Count how many of the lines below contain the string "white", matching case exactly, and reply with only that number.

THE INPUT

—————

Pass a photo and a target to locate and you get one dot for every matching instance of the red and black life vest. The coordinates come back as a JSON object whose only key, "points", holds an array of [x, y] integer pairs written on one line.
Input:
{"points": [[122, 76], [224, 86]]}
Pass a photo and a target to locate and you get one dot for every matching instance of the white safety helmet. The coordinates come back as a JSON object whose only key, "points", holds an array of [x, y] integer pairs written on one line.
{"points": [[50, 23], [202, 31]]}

—————

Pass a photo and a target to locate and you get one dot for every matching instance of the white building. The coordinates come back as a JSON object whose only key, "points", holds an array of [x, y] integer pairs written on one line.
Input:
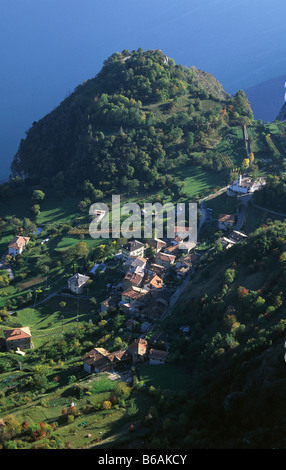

—————

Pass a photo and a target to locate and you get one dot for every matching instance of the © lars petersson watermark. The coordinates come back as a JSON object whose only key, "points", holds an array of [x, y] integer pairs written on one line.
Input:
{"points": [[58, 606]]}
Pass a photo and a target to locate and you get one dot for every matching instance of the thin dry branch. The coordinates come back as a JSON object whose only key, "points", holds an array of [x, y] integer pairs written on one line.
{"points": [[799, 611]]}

—————

RESPONSE
2